原文資料:
++++++
必要に迫られて読んだが、とっつきやすくてホッとした。
(岩波の同書も入手したのでいずれ読み比べます)
プーシキンはおそらく初めて読んだ。
ロシア文学自体、あまり熱心に読んでこなかったジャンル。
今後も長編には手を出せないと思うが、米原万里のおかげでロシア文学のイメージはかなり向上した。
ロシア文学といえば、雪と血と酒とカネのイメージで、本作もだいたいそんな感じだ。
粗筋のわりには、読後にはなぜか悲壮さが薄まっているのがプーシキンの手腕かもしれない。歌や恋や友情、忠義がうまく入り込むからだろうか。
前半は危なっかしいおぼっちゃまの任地への旅で、大丈夫かこれ、の連続。
話そのものはスルスル進む。章のはじめの歌の引用が効果的。
マリヤの登場でいきなりロマンスに舵を切ったと思ったら、プガチョフの乱で物語は急転する。
容赦なく激しいバイオレンスと、主人公サイドの綱渡りが続く。
全編を通して、じいや役がいいキャラクターで気に入った。
お金にうるさく、主人公のことを何より気にかけている。
隻眼の老軍人もいい。実質、要塞のボスだった老女もいい。(だからこそ、淡々と処理されるあのシーンは辛かった。)
プガチョフも非常に筋が通っていて、清々しいほど。最終章での彼もヒーロー役の最期のよう。
この性格は、昨年よく読んだ海賊ものでみかけるアウトローたちに通じるものがあった。(雪のせいで外界と閉ざされやすい状況になるのか、力関係が一瞬でひっくり返る怖さがある。)
++++++
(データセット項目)
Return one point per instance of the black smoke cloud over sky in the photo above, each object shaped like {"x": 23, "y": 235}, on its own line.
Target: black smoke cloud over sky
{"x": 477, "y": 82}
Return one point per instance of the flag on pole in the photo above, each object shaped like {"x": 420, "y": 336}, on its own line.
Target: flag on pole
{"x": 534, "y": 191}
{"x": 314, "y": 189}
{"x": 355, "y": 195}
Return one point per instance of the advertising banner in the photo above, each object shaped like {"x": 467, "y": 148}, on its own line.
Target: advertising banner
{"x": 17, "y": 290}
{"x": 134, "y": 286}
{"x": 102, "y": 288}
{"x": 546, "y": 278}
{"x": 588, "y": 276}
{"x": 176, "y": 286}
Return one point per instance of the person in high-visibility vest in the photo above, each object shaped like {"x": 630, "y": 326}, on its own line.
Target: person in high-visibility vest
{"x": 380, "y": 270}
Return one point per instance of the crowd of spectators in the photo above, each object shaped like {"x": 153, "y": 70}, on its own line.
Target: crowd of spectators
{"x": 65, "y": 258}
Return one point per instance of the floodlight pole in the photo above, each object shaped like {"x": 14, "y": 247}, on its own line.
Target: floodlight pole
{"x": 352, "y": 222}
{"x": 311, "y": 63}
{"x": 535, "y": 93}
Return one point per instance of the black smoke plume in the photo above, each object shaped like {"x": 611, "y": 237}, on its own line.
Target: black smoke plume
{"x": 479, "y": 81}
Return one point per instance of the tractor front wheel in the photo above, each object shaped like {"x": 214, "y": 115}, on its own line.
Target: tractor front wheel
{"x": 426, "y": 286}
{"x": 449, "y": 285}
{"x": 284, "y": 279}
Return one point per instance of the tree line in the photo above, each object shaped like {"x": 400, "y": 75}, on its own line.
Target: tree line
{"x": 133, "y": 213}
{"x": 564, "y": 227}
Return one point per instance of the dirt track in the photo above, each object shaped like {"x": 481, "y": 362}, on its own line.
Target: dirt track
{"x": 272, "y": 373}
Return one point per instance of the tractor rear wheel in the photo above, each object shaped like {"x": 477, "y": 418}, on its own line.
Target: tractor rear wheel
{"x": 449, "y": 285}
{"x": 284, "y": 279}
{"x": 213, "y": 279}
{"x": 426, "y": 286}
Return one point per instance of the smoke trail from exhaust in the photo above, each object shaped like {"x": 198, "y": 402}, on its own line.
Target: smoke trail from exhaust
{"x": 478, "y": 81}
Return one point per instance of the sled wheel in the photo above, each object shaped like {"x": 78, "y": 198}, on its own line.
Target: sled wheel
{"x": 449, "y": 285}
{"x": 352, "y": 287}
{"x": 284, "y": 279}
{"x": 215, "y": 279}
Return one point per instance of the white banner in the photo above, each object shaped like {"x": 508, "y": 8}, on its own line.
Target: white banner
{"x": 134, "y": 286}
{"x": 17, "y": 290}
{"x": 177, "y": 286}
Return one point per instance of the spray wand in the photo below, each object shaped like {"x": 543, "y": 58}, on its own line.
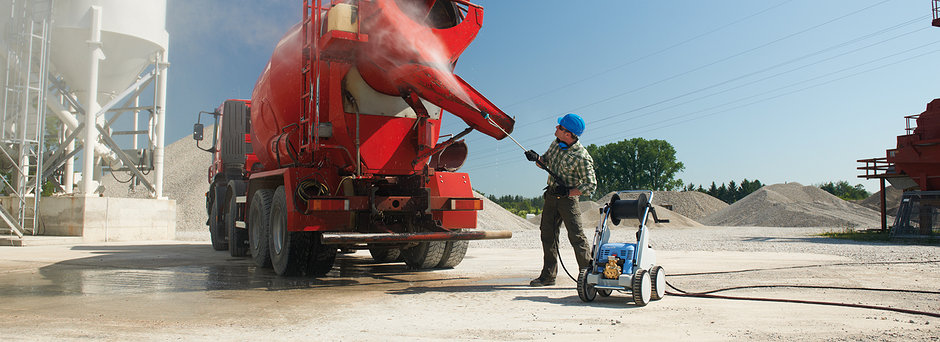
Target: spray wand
{"x": 537, "y": 162}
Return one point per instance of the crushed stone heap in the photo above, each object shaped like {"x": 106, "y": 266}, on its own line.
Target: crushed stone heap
{"x": 892, "y": 200}
{"x": 793, "y": 205}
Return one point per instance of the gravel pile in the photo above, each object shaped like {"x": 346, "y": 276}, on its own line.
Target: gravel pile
{"x": 793, "y": 205}
{"x": 185, "y": 180}
{"x": 494, "y": 217}
{"x": 892, "y": 200}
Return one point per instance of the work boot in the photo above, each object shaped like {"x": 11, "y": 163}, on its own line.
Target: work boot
{"x": 539, "y": 282}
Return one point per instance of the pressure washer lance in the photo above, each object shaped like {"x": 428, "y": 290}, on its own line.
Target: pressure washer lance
{"x": 557, "y": 180}
{"x": 550, "y": 173}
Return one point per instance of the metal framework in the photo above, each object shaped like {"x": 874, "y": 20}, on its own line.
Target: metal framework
{"x": 936, "y": 13}
{"x": 22, "y": 113}
{"x": 918, "y": 215}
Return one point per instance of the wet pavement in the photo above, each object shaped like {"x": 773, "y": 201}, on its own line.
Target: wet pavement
{"x": 187, "y": 291}
{"x": 147, "y": 269}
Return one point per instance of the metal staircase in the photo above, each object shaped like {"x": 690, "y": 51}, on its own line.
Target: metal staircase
{"x": 22, "y": 112}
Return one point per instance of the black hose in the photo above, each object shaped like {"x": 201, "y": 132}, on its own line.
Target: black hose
{"x": 558, "y": 254}
{"x": 708, "y": 294}
{"x": 682, "y": 293}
++++++
記述課題:
[1] 読書感想のうち「粗筋のわりには」で始まる段落を、主な内容を残して短く書き直してください。
[2] 読書感想について、次の問いに一行ずつ答えてください。
(a) 同じ作品をもう一冊入手したとされる出版社はどこですか。
(b) 各章のはじめに引用されていて効果的だとされているものは何ですか。
(c) 物語が急転するきっかけとして挙げられている出来事は何ですか。
[3] 読書感想の続きを、最後の文のあとから書いてください。
一覧は参照しなくても取り組めます。

解答例:
[1] 粗筋の割に読後の悲壮さが薄いのは、歌や恋、友情、忠義がうまく入り込んでいるからで、それがプーシキンの手腕かもしれない。

[2]
(a) 岩波
(b) 歌
(c) プガチョフの乱

[3]
アウトローたちは、力に恃むところがある一方で、義理堅く、信心深く、純粋な子供のようでもある。
簡単に裏切るものも多い一方で、内通者が二重スパイのようになり、マリヤの手紙を届けてくれるなど、意外といいやつだったする。
それにしても、主人公の流れを見て、行きずりの人にも親切にしておいたほうがいい、とよく分かった笑。
光文社では新訳で噛み砕かれていて読みやすい上に、注釈が親切でありがたかった。
ロシアものといえば、名前がわかりにくい、名前と愛称の離れっぷりも読みづらいという印象があったが、この本ではそのあたりを丁寧に説明してくれた。
プガチョフの乱は、この作品が書かれた時期より50年ほど前の史実で、プーシキンはこまかく取材をして書いてきたらしい。30代で決闘で死んだプーシキンにはもちろん生まれる前の世界だ。プガチョフの乱をメインにしたプーシキンの史記もあるとはじめて知った。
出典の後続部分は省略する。